> _Requirement_
Copy each of the lines below word for word, omitting the pictures from your answer.

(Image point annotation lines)
• • • • •

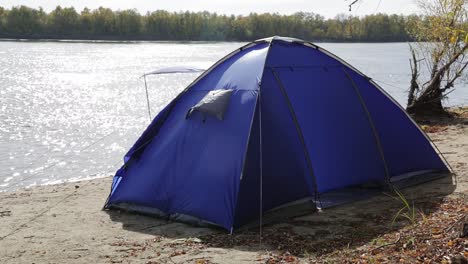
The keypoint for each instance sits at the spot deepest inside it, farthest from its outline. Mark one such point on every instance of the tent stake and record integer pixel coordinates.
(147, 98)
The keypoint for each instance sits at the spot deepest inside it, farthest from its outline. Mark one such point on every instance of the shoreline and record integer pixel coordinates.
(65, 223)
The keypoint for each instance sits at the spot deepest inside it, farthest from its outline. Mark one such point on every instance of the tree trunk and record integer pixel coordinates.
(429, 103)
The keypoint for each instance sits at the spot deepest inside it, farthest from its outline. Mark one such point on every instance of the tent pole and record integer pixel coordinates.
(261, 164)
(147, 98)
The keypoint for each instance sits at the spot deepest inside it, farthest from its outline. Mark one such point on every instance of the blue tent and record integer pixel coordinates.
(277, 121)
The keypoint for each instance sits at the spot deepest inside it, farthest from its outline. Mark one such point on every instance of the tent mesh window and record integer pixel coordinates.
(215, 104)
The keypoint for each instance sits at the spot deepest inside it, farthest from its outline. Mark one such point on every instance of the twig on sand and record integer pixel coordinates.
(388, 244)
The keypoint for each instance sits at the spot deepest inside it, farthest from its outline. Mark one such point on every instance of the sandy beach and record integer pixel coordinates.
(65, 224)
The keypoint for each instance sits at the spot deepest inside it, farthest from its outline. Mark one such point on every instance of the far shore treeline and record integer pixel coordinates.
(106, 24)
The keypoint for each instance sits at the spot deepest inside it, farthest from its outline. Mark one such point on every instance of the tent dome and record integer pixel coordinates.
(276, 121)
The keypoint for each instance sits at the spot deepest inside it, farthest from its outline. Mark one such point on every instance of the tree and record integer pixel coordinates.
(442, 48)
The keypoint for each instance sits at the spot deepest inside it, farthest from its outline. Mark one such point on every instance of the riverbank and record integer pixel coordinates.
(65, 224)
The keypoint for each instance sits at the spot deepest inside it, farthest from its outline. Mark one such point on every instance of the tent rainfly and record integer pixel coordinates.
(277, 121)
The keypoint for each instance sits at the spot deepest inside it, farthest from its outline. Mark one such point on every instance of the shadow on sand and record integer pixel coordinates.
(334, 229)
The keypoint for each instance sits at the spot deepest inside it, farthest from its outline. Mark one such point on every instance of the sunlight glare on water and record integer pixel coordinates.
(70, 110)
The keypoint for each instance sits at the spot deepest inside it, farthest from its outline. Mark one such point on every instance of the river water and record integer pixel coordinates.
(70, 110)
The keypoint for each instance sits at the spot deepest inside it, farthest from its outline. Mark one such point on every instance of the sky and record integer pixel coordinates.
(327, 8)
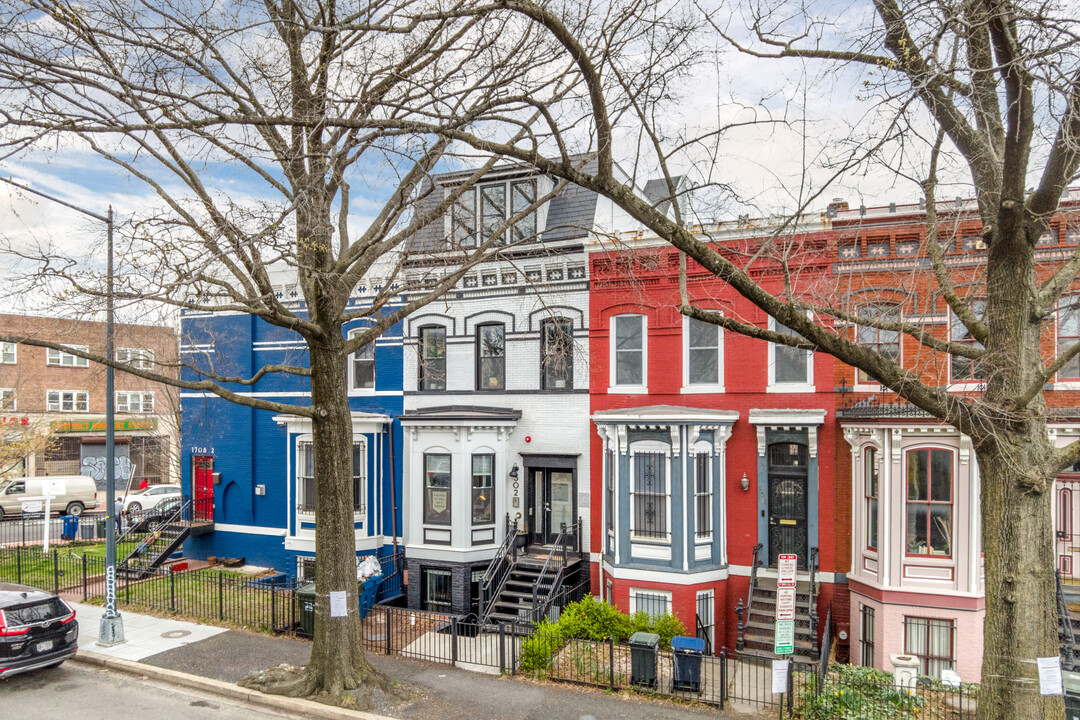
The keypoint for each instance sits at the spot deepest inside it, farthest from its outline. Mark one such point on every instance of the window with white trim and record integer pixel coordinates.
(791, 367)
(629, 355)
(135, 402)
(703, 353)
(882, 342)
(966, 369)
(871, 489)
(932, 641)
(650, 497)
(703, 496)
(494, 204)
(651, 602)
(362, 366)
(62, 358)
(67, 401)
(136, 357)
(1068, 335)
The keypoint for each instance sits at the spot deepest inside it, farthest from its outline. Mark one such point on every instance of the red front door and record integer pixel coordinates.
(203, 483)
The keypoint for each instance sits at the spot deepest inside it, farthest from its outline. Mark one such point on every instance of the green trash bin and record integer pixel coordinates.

• • • • •

> _Output_
The keypoint for each instance sits at the spot deepest inside it, farthest from its outline. Mark one such point on every instance of the tent stake and record integer pixel coordinates.
(147, 98)
The keypoint for each instance sits at the spot deepest inside it, farthest from its outline. Mark one such point on every instance of the shoreline and record integer pixel coordinates.
(65, 223)
The keypoint for each instance sits at the spot deepest inside it, farthest from its outline. Mark one such point on every instance of the tree trunk and record integer pixel coordinates.
(429, 103)
The keypoint for each instance sits at the spot deepest inside it, farthest from its outline. Mark one such point on every instance of the tent pole and record integer pixel coordinates.
(261, 164)
(147, 98)
The keypoint for each instance sits at the spot deepest inside it, farthest from its outline. Mark one such point on every instance of the blue tent and record integer pixel coordinates.
(277, 121)
The keypoint for each instance sits at the spot deepest inside it, farthest from its outline. Mark one such point on every instance of the tent mesh window and record integer pixel coordinates.
(215, 104)
The keypoint for each instance sits at the spot deepest inside it, farthest from its outline. Mark one such point on every instance of the twig on sand and record integer pixel coordinates.
(388, 244)
The keypoint for each instance sits at the spot deepest inside it, farthest from its outline. Mark one such point on every instance of the sandy beach and record integer pixel coordinates.
(65, 224)
The keypoint for each instance sits at the spot deepest inside it, farthest from its outline. Mark one such point on every instance of the far shore treeline and record integer pixel coordinates.
(106, 24)
The keypoint for each instance sits at the spot deepest inside it, farthest from its outline. Mark one such point on every instance of the tent dome and record integer pixel coordinates.
(276, 121)
The keypoint for each instance sits at the spot deepest inside it, farthest from its outline. Mark one such point on every instance of the tree and record integer pixel coordinates.
(442, 48)
The keypoint for each instance sits at the spot deepest inside it, farthest from its outline. Mark one such point on every instance of the riverbank and record integer pixel coordinates.
(65, 224)
The keypoint for each instance sits at the spot deepest inside it, farthest from its outline. Mark one such point on every instance of the tent rainfly and record integer pixel coordinates.
(277, 121)
The keypoint for each instance sits at the spot deepest inside it, farthest from its outline. Mark one such point on every instance of the shadow on sand and record integer pixel coordinates.
(334, 229)
The keypoint for each instance sits at the spot deepest inside it, farthest from its outline. Mark one such point on every instance of the sunlight glare on water and record integer pixel coordinates.
(70, 110)
The keypoint for each instance sits at the spot deepest inside it, farthest from its outline. Mark one such point on every instance of the river water and record integer pixel coordinates.
(70, 110)
The keypoint for each instance sits at the spot deepest inside it, farthest from its outline. Mark one such point on every instance of the sky and record integer pixel coordinates.
(327, 8)
The keypoint for each instance sits at the spot deepest inside it, farthest from its outline. Mark one such point on every instance of the window with white trim and record integer pixel coordinates.
(791, 367)
(629, 355)
(135, 402)
(703, 353)
(882, 342)
(966, 369)
(871, 489)
(932, 641)
(650, 497)
(703, 496)
(494, 204)
(651, 602)
(362, 366)
(62, 358)
(67, 401)
(136, 357)
(1068, 335)
The keypoint for each instance sits at the spot deepest inside it, farthest from its outline. Mark one such point on every instance of the red front door and record integer pixel coordinates.
(203, 483)
The keypoint for each instance sits at the spot deepest inside it, farthest from its outline. Mark one such point on every instance of the green trash bin and record integer pixel coordinates.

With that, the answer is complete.